[START PAGE EXCERPT]

[slurm-users] Kinda Off-Topic: data management for Slurm clusters

Wed Feb 27 07:32:26 UTC 2019

Hi,

I was perhaps a bit unprecise, sorry about that. The point of the "datasync" tool and the "datasync-reaper" cronjob would be to replace or augment the per-job /tmp that is cleaned at the end of each job. Datasets would then be left on the node local disks until they are deleted by datasync-reaper (and indeed, datasync-reaper wouldn't need to use rsync, plain rm -rf suffices). Thus multiple jobs that need the same dataset that would happen to be allocated to the same node could reuse the cached copy instead of rsync'ing it every time. Depending on the workflow, datasets could be shared among multiple users, or be used by a single user, but that would be up to each user or research group, not something dictated by the tool itself.

--
Janne Blomqvist

________________________________________
From: slurm-users <slurm-users-bounces at lists.schedmd.com> on behalf of Goetz, Patrick G <pgoetz at math.utexas.edu>
Sent: Tuesday, February 26, 2019 22:25
To: slurm-users at lists.schedmd.com
Subject: Re: [slurm-users] Kinda Off-Topic: data management for Slurm   clusters

But rsync -a will only help you if people are using identical or at
least overlapping data sets?  And you don't need rsync to prune out old
files.

On 2/26/19 1:53 AM, Janne Blomqvist wrote:
> On 22/02/2019 18.50, Will Dennis wrote:
>> Hi folks,
>>
>> Not directly Slurm-related, but... We have a couple of research groups
>> that have large data sets they are processing via Slurm jobs
>> (deep-learning applications) and are presently consuming the data via
>> NFS mounts (both groups have 10G ethernet interconnects between the
>> Slurm nodes and the NFS servers.) They are both now complaining of
>> “too-long loading times” for the data, and are casting about for a way
>> to bring the needed data onto the processing node, onto fast SSD
>> single drives (or even SSD arrays.) These local drives would be
>> considered “scratch space”, not for long-term data storage, but for
>> use over the lifetime of a job, or maybe perhaps a few sequential jobs
>> (given the nature of the work.) “Permanent” storage would remain the
>> existing NFS servers. We don’t really have the funding for 25-100G
>> networks and/or all-flash commercial data storage appliances (NetApp,
>> Pure, etc.)
>>
>> Any good patterns that I might be able to learn about implementing
>> here? We have a few ideas floating about, but I figured this already
>> may be a solved problem in this community...

[END PAGE EXCERPT]
[START DATASET CONTENT]

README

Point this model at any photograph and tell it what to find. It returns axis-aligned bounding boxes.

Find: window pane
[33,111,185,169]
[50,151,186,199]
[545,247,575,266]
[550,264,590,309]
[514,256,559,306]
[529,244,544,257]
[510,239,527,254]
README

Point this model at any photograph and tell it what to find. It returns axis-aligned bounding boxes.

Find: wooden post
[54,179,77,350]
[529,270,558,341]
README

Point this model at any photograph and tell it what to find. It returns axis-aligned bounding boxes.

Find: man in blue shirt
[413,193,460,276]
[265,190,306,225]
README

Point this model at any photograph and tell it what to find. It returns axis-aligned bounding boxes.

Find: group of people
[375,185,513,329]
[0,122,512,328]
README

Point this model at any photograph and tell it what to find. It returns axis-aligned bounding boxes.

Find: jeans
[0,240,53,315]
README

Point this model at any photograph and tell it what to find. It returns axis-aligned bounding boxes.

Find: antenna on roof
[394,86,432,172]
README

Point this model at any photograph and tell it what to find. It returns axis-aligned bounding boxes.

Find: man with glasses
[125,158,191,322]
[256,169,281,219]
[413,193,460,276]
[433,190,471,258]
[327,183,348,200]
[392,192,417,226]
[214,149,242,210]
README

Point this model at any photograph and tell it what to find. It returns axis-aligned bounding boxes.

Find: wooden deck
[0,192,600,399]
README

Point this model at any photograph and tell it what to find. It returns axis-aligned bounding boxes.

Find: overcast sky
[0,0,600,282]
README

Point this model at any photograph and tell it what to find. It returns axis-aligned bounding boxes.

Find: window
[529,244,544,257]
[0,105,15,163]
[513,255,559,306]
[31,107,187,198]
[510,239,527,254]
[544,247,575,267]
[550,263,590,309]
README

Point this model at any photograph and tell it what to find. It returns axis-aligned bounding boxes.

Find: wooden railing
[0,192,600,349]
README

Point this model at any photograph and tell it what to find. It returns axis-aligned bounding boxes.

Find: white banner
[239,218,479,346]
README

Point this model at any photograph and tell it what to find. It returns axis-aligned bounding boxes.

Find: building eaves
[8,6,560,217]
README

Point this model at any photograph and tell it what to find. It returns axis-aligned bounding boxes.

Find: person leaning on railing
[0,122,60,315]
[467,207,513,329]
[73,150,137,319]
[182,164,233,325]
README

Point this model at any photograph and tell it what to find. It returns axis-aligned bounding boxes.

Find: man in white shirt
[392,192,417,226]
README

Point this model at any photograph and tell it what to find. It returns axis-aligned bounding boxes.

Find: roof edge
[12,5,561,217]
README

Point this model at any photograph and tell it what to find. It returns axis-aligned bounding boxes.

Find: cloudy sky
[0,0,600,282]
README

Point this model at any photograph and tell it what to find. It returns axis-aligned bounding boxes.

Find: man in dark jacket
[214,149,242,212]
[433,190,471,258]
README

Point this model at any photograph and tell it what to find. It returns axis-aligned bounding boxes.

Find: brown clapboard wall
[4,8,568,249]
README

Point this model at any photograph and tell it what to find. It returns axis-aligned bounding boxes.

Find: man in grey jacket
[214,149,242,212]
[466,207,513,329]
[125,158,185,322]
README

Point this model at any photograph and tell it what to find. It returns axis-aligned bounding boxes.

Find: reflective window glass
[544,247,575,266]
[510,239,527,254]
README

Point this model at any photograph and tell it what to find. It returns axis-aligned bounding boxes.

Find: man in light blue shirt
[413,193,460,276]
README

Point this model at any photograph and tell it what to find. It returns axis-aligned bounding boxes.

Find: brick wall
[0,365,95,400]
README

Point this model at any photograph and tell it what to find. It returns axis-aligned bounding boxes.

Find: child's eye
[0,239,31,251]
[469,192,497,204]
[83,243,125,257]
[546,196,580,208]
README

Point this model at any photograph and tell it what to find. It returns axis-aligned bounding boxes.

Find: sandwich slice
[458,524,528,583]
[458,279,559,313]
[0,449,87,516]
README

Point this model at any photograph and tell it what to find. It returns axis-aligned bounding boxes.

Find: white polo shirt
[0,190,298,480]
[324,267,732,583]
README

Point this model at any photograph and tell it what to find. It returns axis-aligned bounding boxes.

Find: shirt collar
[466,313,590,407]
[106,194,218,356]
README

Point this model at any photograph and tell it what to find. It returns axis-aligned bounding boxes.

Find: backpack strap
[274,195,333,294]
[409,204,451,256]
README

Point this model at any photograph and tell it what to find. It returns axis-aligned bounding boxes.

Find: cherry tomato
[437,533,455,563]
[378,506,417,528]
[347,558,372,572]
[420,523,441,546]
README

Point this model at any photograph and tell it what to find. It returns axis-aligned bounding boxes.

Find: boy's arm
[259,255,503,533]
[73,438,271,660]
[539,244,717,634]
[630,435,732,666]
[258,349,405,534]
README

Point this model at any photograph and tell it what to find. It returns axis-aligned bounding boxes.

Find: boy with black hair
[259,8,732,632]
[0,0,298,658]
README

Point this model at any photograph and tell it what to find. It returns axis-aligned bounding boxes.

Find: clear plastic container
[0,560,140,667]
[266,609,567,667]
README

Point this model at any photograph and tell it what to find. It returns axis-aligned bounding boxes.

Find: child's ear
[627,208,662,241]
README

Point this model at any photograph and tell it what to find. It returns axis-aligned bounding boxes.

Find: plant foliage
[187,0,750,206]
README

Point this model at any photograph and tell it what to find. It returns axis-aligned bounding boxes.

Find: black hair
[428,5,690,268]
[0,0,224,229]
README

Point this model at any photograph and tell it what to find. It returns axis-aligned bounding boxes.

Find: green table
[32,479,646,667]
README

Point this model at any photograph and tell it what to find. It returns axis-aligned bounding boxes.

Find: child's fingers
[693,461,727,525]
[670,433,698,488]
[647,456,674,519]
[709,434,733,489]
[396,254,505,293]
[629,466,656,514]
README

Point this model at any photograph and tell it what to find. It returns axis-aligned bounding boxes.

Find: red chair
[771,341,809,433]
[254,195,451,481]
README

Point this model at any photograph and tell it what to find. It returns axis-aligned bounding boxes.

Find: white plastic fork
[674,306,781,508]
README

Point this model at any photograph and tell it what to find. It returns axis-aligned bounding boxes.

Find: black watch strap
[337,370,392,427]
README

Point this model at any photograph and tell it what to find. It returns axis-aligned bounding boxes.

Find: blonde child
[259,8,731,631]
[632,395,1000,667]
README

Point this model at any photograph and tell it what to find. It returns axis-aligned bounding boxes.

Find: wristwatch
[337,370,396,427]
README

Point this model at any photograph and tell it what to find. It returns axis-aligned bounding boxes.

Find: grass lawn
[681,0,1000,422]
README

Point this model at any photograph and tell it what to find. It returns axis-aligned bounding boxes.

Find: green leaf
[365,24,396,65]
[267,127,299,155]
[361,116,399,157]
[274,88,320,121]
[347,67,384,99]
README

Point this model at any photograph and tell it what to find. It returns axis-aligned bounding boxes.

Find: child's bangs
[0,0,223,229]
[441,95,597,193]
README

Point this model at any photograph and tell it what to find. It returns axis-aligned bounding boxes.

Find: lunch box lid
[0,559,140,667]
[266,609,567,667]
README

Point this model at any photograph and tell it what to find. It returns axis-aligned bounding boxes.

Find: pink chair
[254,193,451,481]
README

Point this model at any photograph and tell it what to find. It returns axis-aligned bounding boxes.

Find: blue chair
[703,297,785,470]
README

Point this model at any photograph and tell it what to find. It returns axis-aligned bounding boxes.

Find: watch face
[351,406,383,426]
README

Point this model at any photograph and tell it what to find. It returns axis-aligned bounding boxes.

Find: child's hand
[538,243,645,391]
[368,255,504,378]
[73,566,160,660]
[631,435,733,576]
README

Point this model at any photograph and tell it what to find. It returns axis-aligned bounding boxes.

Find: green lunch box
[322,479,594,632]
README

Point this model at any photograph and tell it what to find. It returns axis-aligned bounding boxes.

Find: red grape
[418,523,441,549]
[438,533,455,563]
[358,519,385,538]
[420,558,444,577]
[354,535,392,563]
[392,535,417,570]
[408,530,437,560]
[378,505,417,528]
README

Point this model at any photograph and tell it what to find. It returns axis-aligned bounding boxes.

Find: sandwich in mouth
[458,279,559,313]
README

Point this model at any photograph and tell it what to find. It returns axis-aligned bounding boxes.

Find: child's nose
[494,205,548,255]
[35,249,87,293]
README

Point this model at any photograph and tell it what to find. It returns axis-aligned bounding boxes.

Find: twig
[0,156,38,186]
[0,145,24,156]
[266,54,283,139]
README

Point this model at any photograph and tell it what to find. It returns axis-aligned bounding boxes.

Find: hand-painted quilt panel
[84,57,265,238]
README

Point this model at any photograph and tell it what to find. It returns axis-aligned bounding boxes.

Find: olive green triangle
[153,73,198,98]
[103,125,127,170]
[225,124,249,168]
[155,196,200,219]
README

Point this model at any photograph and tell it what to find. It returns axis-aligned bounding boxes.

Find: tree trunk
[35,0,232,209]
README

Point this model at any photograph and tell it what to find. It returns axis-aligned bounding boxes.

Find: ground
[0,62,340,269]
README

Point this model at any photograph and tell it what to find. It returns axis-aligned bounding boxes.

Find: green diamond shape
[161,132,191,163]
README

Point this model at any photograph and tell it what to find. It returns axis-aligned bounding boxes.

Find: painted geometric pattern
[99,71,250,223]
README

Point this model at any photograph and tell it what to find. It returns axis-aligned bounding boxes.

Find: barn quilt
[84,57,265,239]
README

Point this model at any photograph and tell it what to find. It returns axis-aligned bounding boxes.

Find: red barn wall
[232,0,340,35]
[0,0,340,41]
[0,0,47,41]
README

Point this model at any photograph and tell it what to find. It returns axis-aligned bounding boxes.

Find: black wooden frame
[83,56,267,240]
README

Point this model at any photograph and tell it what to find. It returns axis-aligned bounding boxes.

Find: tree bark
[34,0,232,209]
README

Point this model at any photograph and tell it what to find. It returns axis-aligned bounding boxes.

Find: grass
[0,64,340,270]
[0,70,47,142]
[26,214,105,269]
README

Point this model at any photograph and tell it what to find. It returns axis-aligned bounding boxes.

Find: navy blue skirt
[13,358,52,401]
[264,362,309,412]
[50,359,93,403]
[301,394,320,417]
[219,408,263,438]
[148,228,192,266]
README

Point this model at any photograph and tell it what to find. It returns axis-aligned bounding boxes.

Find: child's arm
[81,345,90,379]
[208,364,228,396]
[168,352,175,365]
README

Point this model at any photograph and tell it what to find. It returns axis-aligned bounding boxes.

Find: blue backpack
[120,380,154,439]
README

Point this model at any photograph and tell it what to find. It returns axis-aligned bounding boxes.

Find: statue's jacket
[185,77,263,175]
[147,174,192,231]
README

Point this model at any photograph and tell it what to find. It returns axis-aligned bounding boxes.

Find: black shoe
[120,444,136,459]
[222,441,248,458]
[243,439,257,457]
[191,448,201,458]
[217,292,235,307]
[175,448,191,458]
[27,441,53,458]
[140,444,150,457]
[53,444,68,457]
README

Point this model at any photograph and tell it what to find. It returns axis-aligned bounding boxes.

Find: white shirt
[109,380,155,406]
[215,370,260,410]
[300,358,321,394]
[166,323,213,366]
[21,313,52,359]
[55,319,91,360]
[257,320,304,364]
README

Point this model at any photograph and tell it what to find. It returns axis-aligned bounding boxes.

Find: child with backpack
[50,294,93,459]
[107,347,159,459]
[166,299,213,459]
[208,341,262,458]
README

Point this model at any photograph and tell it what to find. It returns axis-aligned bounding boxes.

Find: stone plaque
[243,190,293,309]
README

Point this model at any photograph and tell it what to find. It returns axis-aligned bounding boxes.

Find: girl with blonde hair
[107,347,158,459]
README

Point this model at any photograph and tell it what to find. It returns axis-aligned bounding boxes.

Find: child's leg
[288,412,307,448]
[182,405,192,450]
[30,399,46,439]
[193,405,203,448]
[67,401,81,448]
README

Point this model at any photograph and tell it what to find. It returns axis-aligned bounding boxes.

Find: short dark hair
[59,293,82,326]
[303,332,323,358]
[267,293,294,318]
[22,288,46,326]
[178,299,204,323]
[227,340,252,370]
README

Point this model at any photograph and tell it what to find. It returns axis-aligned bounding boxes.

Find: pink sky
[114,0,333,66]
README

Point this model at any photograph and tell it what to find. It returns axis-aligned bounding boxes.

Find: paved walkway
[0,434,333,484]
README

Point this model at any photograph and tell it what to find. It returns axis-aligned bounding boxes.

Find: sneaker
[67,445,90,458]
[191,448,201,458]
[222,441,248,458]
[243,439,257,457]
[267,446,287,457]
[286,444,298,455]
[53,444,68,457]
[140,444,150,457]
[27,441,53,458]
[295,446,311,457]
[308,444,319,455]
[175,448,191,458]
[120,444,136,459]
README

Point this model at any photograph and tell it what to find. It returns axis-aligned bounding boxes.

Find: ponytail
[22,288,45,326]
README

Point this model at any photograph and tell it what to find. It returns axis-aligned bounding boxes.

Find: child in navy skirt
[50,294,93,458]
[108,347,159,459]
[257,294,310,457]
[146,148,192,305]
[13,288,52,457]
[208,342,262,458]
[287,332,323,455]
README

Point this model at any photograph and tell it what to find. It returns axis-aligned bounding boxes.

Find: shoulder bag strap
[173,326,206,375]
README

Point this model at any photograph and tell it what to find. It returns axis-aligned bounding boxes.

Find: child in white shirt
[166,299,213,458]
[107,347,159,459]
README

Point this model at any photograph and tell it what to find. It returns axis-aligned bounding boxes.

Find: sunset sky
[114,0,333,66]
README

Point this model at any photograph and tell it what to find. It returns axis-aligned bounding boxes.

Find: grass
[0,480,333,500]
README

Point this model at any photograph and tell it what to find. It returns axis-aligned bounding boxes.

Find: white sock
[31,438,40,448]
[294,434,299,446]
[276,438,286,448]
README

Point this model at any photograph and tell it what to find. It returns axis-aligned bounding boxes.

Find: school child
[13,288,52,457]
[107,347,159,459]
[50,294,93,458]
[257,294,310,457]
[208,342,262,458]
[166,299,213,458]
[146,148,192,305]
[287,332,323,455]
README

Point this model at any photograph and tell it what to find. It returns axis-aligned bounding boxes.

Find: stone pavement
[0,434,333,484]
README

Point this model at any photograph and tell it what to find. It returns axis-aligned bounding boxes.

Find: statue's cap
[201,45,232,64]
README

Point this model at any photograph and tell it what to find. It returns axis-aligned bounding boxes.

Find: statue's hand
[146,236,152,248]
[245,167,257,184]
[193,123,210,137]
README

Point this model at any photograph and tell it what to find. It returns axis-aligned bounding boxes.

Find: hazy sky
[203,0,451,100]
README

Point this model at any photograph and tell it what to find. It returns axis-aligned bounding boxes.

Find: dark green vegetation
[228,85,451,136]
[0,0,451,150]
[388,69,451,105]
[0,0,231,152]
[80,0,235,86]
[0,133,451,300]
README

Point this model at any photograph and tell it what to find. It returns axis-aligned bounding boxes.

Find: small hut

[END DATASET CONTENT]

**LIST OF TASKS:**
1 – In the mailing-list thread, what command is said to suffice for datasync-reaper in place of rsync?
2 – Reproduce the passage of the mailing-list thread between "Wed Feb 27 07:32:26" and "the tool itself.", inclusive.

**TASK-BY-TASK SOLUTIONS:**
1 – Plain rm -rf.

2 –
Wed Feb 27 07:32:26 UTC 2019

Hi,

I was perhaps a bit unprecise, sorry about that. The point of the "datasync" tool and the "datasync-reaper" cronjob would be to replace or augment the per-job /tmp that is cleaned at the end of each job. Datasets would then be left on the node local disks until they are deleted by datasync-reaper (and indeed, datasync-reaper wouldn't need to use rsync, plain rm -rf suffices). Thus multiple jobs that need the same dataset that would happen to be allocated to the same node could reuse the cached copy instead of rsync'ing it every time. Depending on the workflow, datasets could be shared among multiple users, or be used by a single user, but that would be up to each user or research group, not something dictated by the tool itself.